** begin PAGE EXTRACT **

Taylor Swift Slams 'Ginny & Georgia' for 'Sexist' Joke About Her

August 2024 · 3 minute read

Not here for it. Taylor Swift called out Netflix’s Ginny & Georgia for a joke they made during season 1 of the show.

“Hey Ginny & Georgia, 2010 called and it wants its lazy, deeply sexist joke back,” the singer, 31, tweeted on Monday, March 1, along with a broken heart emoji. “How about we stop degrading hard working women by defining this horse s–t as FuNnY.”

The “Champagne Problems” singer also called out the streaming service, which aired her Miss Americana documentary in 2020. “Also, @netflix after Miss Americana this outfit doesn’t look cute on you Broken heart Happy Women’s History Month I guess,” she wrote.

Swift’s boyfriend, Joe Alwyn, showed his support for the musician by “liking” the tweet.

In the final episode of the series, which dropped on Netflix on Wednesday, February 24, young mother Georgia (Brianne Howey) asks her daughter, Ginny (Antonia Gentry), if she’d been dating someone new.

** end PAGE EXTRACT **

**OBJECTIVE 1**
Condense the Taylor Swift article's paragraph beginning "The “Champagne Problems” singer also called out" into one shorter sentence that keeps its main facts.
**OBJECTIVE 2**
Carry on the Taylor Swift article from its final sentence.
The data after this point comes from a separate source.

** begin DATA PROVIDED **

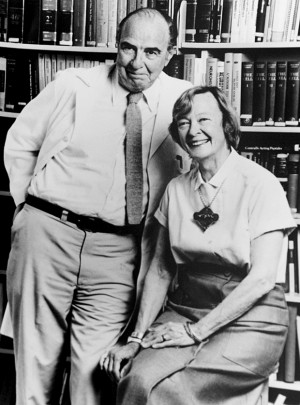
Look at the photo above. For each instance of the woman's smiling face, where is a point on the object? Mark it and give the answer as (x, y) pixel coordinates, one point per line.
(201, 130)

** end DATA PROVIDED **

**EXPECTED OUTPUT 1**
Swift also criticized Netflix, which aired her Miss Americana documentary in 2020, writing that after Miss Americana "this outfit doesn't look cute on you" and closing with a broken heart and "Happy Women's History Month I guess."

**EXPECTED OUTPUT 2**
“What do you care? You go through men faster than Taylor Swift,” Ginny responds in the episode — a quote that Swift shared on her Twitter account.

Howey, 31, exclusively revealed to Us Weekly that one of the biggest reasons she was drawn to the show was because of how many women were involved.

“When I went to do the chemistry read and throughout the audition process, it was all women. I’ve never been in that situation or an audition where the majority of the people in the room are women — let alone, they’re all women,” the Exorcist alum told Us last month. “Everyone from creator, showrunner, executive producer, casting director to the lead [were women]. So that was incredibly empowering and exciting.”

Swift, who has been kept her relationship with the actor relatively private since they started dating in 2017, was previously linked to Harry Styles, Calvin Harris, Tom Hiddleston and John Mayer.

In November 2020, the “Exile” songstress revealed that her song “Peace” is a lot about her relationship with the Harriet actor, 30, and the perception of their relationship.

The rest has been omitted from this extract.